===== Data for the task =====

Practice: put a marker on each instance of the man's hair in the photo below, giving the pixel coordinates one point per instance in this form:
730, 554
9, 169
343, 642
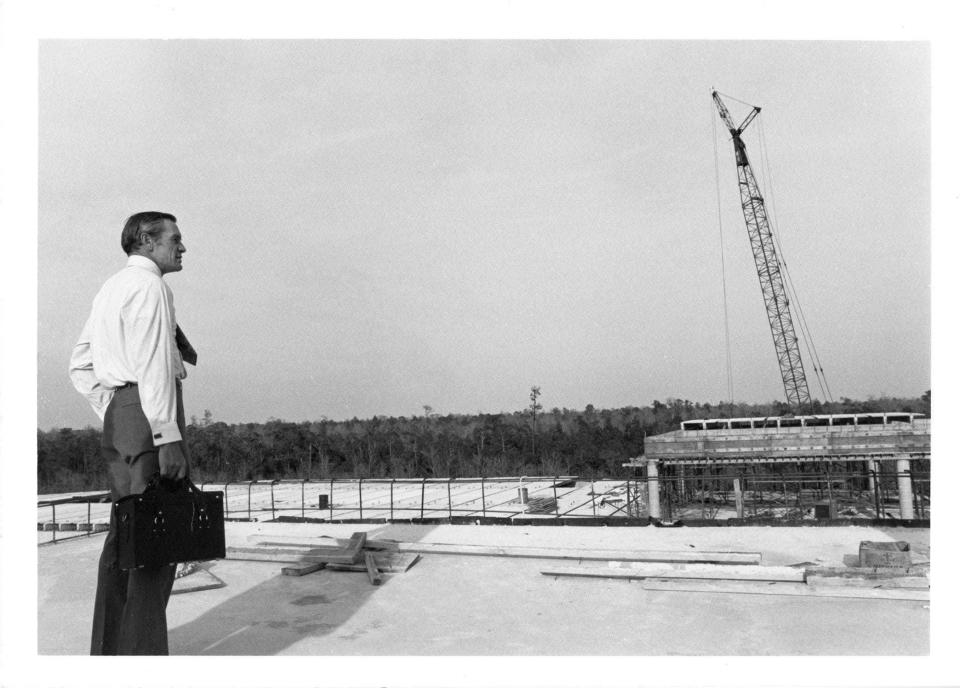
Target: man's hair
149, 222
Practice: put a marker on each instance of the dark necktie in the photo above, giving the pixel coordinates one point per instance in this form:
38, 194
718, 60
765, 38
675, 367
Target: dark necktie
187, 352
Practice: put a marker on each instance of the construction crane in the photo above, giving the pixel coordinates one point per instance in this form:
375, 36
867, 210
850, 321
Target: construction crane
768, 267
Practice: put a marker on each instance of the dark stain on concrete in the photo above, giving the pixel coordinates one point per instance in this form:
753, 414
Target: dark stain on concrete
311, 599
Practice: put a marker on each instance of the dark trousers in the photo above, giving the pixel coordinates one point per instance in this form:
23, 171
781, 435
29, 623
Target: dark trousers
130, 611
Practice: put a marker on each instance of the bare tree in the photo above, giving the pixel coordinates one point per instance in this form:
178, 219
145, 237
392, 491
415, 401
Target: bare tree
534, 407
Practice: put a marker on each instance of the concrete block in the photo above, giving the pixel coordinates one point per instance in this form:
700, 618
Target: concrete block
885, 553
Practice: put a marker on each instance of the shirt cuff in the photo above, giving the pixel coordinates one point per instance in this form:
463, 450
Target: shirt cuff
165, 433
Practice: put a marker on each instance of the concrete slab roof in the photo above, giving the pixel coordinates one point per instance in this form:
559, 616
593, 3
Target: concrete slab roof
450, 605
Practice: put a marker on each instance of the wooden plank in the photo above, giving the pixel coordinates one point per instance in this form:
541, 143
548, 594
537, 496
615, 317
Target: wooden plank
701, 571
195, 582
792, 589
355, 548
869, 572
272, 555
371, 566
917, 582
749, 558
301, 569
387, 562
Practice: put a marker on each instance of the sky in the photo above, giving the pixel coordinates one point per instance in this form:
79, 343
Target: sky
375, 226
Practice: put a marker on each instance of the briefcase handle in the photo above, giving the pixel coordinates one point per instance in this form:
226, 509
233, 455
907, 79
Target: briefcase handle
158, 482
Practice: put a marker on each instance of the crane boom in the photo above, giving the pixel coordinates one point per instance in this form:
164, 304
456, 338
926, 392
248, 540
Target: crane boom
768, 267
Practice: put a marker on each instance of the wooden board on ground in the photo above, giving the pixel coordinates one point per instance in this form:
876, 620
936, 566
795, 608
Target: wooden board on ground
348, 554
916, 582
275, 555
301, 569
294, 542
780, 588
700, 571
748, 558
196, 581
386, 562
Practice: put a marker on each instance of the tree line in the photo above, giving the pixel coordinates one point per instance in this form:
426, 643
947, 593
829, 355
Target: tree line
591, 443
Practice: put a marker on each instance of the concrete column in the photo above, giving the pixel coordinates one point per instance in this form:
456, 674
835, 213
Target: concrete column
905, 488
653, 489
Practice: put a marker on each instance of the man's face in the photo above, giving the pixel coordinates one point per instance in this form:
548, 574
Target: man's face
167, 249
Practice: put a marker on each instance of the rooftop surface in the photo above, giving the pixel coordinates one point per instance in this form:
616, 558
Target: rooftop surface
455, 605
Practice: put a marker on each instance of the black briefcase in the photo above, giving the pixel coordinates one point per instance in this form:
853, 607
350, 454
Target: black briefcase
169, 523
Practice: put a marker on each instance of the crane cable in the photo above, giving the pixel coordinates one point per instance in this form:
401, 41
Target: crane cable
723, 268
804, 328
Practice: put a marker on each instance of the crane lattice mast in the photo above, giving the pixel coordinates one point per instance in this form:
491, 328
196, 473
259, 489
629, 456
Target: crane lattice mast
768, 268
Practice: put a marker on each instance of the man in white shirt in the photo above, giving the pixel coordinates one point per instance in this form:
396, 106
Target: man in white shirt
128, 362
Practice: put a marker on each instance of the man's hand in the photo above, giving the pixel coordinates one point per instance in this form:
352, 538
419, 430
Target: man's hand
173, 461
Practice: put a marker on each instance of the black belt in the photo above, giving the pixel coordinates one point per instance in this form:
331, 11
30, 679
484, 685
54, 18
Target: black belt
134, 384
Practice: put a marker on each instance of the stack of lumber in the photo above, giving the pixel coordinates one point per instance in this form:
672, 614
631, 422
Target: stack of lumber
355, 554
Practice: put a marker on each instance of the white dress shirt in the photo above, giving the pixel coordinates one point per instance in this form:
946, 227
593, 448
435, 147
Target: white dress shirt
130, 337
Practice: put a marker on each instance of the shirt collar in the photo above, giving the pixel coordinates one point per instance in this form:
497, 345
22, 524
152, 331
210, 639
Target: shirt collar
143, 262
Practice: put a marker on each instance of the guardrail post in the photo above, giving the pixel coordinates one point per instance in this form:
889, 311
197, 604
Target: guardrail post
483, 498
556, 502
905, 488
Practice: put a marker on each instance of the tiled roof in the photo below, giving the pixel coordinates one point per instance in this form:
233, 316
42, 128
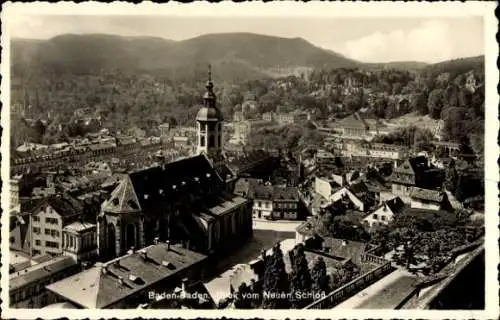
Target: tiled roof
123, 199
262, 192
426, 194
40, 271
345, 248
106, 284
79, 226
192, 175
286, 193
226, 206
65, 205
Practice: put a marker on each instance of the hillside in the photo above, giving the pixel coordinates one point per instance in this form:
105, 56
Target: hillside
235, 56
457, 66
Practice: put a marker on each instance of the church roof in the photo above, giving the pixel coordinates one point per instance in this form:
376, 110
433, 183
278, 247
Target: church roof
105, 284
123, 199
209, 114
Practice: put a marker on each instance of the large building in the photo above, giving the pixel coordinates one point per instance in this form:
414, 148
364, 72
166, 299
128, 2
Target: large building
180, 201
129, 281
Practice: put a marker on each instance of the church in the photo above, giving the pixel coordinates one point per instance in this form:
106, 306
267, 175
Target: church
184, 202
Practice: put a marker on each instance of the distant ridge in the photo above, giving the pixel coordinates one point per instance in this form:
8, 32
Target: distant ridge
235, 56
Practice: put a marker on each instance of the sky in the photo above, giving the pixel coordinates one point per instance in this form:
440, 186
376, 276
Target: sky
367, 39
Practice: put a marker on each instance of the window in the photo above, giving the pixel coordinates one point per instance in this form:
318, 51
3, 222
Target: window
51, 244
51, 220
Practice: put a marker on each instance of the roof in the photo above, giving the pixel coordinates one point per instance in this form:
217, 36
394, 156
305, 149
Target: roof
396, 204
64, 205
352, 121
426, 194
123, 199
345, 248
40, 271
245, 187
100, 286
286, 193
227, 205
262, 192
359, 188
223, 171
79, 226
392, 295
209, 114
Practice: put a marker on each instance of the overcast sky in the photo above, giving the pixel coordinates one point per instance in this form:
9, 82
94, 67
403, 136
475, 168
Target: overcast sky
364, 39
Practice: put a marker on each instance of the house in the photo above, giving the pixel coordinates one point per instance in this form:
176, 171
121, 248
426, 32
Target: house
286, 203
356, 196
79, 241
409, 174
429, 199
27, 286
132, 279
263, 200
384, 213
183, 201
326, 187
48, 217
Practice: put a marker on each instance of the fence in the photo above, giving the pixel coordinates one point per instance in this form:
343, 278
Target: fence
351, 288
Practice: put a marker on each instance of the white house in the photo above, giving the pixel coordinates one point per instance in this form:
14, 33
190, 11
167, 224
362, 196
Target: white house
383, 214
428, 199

=====

Take the line in which "Practice: put a marker on each instance of the house" occurs and each subsequent line through the end; give these lines again without alteration.

Practice: put a marker on each instance of the house in the photo above, giving the pixel coordinates one point per instance in this form:
176, 171
121, 248
426, 32
Target: house
286, 203
356, 196
79, 241
409, 174
429, 199
27, 286
132, 279
263, 200
384, 213
183, 201
326, 187
48, 217
Practice: put a marker on each instance of the fence in the photo above, giving the pixel coordinates one point per instance in this form:
343, 278
Target: fence
351, 288
Practice: put a marker on each instance of the white house in the photo above, giving the pixel coordinates one point per instance in this form:
14, 33
190, 11
167, 224
362, 196
Target: white house
383, 214
428, 199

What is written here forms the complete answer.